Extract provided
*****

How to directly transfer data between mlx5 and GPU's memory in RDMA

Dear support,

I have mlx5 NIC and PCIe GPU (non-Nvida, each GPU has12GB HBM).

The GPU’s HBM has been exposed to user space by mmap.

Now, I want to directly transfer data between my GPUs via the IB adapters like below:

App - (GPU - MLX5) ------ (MLX5 - GPU) - App

However, the mlx5_ib_reg_user_mr() always fail due to get_user_pages() return -14.

I tried to use remap_pfn_range() in my GPU driver’s mmap(), but get_user_pages() fails as VM_IO or VM_PFNMAP set.

I also tried to use fault()/vm_insert_mixed() in the mmap(), but get_user_pages() still fails as no “struct page”.

Is it possible to transfer data in my way just using PeerDirect, without using GPUDirect (CUDA)?

*****

[Data items]
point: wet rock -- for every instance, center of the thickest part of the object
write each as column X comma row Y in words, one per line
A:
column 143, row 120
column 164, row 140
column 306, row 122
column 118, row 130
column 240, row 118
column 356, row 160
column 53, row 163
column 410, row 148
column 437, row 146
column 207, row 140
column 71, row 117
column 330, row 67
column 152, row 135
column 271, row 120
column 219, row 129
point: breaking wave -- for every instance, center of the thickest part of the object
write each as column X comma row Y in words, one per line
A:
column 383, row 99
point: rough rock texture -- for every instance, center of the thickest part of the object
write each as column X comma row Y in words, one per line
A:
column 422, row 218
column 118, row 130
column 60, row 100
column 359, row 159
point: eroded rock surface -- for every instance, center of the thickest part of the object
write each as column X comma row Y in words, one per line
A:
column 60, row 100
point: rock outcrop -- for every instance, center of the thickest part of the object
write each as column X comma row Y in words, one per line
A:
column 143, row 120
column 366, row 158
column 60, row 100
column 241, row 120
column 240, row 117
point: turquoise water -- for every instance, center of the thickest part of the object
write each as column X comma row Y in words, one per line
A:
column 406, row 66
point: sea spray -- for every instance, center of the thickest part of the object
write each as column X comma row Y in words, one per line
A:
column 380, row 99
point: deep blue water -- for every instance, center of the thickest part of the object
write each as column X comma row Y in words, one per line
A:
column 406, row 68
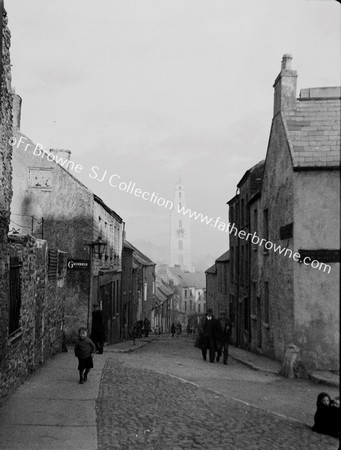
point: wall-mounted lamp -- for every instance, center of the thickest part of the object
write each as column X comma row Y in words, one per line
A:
column 98, row 247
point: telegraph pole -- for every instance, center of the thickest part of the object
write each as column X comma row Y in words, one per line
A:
column 1, row 55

*****

Task instructions
Resume the forum post on moving data over RDMA between mlx5 adapters and GPU memory, starting right after its final sentence.

Exercise output
If not, could you guide me how to enable RDMA transfer on my PCIe devices?

Thanks.

Hi,

It is not possible to transfer data using PeerDirect, without using GPUDirect.

Please refer to Mellanox GPUDirect user manual, for system requirements (for example, CUDA), how to install GPUDirect RDMA & benchmark tests.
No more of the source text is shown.